━━ Document extract
Broken Enterprise IT15 Jun 2011
For as long as I have been doing technology, I have watched enterprise IT and said to myself “this seems incredibly broken, why do people put up with this?” This includes the period when I was doing consulting and running teams that specifically had to mould their reporting and processes to fit into the requirements of government (enterprise) IT. Actually doing it didn’t make it seem any more sane.
At this point, I should explain what seemed wrong. The processes around IT actions in the enterprise environment (and my experience was in government, but my glancing exposure to Fortune 500 environments didn’t uncover any great differences there) all seemed geared towards slowing down progress. The many layers of approvals and plans, the disconnection between operations and development, the migration of core technical decisions upwards to non-technical management staff.
Compare the outputs of a start-up company, turning out an aesthetically pleasing piece of software usable by ordinary folks within a timeline of a few months to that of an enterprise system building team that may or may not deliver something ugly and slow in a couple years. What’s different? The people are generally of the similar capability and intelligence. But the culture and processes they are embedded in are radically different.
━━━━
━━ Data under study
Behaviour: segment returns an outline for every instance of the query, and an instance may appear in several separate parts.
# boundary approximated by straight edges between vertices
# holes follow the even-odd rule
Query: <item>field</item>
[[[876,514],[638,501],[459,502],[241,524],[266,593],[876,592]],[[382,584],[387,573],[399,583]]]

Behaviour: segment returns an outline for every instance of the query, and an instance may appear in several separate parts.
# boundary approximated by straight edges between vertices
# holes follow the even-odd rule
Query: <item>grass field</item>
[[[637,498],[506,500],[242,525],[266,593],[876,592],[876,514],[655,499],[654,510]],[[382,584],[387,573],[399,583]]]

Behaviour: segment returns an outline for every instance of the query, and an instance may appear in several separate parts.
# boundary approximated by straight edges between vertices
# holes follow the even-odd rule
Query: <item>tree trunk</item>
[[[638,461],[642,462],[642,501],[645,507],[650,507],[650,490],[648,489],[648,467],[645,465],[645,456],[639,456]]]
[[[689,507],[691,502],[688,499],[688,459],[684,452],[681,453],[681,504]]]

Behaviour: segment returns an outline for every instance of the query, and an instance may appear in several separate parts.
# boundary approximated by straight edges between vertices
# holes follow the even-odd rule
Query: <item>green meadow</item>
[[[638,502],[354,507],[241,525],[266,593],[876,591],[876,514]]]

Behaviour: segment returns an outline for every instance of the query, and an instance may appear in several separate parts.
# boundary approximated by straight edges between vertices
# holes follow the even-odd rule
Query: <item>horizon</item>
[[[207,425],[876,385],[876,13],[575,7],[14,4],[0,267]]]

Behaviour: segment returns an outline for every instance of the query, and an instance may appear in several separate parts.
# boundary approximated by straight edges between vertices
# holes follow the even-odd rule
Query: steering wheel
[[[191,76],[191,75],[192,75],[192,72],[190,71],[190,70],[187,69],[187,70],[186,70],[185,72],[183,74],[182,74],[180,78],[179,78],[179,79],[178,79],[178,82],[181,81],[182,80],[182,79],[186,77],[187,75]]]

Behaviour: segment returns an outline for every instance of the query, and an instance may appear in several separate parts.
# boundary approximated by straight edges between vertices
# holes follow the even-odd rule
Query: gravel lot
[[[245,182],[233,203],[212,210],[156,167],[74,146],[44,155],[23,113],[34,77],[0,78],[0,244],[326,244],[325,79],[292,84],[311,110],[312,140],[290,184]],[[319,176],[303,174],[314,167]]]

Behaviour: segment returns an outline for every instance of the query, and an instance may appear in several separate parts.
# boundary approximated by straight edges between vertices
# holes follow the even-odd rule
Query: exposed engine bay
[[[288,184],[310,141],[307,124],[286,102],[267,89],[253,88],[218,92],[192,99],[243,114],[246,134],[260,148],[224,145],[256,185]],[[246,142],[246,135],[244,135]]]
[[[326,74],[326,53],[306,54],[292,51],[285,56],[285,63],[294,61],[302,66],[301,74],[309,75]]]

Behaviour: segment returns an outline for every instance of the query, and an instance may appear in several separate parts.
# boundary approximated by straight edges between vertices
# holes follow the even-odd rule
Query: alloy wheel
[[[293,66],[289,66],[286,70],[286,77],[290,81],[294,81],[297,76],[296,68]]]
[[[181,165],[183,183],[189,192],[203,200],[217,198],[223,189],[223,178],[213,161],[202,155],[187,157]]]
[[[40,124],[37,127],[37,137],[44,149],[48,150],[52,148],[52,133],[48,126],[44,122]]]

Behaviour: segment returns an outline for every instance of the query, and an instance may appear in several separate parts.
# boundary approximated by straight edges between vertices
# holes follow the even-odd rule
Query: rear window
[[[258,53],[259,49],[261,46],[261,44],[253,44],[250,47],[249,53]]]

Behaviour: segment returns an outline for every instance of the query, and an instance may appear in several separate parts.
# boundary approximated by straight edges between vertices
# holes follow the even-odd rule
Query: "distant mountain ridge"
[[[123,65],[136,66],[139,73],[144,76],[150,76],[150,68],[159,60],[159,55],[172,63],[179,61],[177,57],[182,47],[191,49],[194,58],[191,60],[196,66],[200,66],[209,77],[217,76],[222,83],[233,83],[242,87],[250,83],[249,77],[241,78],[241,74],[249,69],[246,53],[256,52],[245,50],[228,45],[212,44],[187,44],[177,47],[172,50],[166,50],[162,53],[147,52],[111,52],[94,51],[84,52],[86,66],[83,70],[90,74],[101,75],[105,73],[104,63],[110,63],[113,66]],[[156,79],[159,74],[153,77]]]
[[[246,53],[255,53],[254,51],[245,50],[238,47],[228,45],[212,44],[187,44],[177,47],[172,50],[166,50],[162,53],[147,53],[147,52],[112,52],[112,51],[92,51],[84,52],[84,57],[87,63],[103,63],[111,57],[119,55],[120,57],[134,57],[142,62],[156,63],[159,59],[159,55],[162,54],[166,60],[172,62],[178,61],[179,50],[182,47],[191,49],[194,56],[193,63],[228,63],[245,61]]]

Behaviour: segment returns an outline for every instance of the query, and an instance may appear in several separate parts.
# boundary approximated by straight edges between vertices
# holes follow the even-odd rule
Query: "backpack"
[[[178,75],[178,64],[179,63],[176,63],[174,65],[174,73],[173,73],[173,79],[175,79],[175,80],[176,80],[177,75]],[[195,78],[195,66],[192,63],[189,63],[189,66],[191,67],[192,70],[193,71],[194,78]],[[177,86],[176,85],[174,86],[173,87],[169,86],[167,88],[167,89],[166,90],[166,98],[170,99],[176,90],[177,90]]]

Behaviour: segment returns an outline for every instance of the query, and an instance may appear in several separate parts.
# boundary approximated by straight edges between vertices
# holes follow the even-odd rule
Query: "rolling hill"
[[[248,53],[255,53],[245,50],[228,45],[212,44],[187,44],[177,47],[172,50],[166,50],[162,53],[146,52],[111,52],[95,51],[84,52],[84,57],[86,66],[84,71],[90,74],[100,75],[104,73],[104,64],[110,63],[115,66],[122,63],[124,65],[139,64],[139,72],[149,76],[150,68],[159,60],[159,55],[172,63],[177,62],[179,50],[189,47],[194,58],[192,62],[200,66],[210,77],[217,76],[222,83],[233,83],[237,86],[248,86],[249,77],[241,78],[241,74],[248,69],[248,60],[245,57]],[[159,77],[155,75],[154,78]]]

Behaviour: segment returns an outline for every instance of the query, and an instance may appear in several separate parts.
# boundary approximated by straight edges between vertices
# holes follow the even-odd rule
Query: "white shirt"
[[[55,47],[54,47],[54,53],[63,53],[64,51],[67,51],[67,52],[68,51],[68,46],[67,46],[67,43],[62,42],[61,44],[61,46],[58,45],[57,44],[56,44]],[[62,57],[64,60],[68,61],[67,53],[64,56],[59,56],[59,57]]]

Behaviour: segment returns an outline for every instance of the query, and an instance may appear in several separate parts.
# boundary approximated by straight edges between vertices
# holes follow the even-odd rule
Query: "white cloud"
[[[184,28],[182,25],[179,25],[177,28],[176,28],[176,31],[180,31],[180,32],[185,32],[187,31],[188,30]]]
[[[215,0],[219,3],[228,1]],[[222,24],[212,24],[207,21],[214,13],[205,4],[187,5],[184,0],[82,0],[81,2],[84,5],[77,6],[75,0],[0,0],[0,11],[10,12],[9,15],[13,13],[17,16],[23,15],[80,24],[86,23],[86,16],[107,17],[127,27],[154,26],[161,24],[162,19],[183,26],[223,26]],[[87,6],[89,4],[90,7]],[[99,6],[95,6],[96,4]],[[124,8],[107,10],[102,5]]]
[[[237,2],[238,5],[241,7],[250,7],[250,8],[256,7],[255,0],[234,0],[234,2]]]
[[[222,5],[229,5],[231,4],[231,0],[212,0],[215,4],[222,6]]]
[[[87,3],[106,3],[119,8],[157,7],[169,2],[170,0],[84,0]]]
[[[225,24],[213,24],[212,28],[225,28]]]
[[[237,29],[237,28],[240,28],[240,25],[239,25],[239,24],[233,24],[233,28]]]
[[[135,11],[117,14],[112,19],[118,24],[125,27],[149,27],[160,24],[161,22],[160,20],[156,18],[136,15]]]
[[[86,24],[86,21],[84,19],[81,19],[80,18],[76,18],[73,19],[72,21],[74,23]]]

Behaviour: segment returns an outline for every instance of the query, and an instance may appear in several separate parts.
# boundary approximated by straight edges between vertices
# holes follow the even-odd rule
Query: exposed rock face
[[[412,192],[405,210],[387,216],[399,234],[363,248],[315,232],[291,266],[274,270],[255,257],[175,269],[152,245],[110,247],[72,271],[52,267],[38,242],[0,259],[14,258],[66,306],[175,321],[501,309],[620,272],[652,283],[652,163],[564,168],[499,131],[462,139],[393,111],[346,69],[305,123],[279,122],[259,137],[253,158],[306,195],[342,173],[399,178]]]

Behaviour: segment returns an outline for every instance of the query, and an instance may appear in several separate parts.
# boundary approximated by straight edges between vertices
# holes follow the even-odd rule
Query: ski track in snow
━━━━
Task requirements ▸
**1)** From the essay on broken enterprise IT, transcribe the passage between "At this point, I" and "non-technical management staff.", inclusive.
**2)** Continue the essay on broken enterprise IT, beginning right after its last sentence.

Replies ▸
**1)**
At this point, I should explain what seemed wrong. The processes around IT actions in the enterprise environment (and my experience was in government, but my glancing exposure to Fortune 500 environments didn’t uncover any great differences there) all seemed geared towards slowing down progress. The many layers of approvals and plans, the disconnection between operations and development, the migration of core technical decisions upwards to non-technical management staff.

**2)**
As a 25-year-old smart-ass I was always pretty sure a team of 5 working outside the enterprise IT structure could produce a better system faster than a team of any size working within it. As a 40-year-old smart ass, for some reason I still haven’t altered that conception. I do, however, have more sympathy for the folks working within the system. As a 25-year-old I naturally assumed they were just stupid. As a 40-year-old I now see them as trapped. Very smart, capable people, stuck within a system that seems built to frustrate and block them from actually Making Their Computers Do Useful Things for Other People.
The genesis of the enterprise IT homunculus seems semi-explainable. If you put a large collection of detail oriented control freaks (hello, computer people) into a single organization, the need of the (detail oriented, control freak) management to avoid non-linearity in their organization will naturally lead to layer upon layer of process and reporting. Otherwise, how can the CIO sleep at night?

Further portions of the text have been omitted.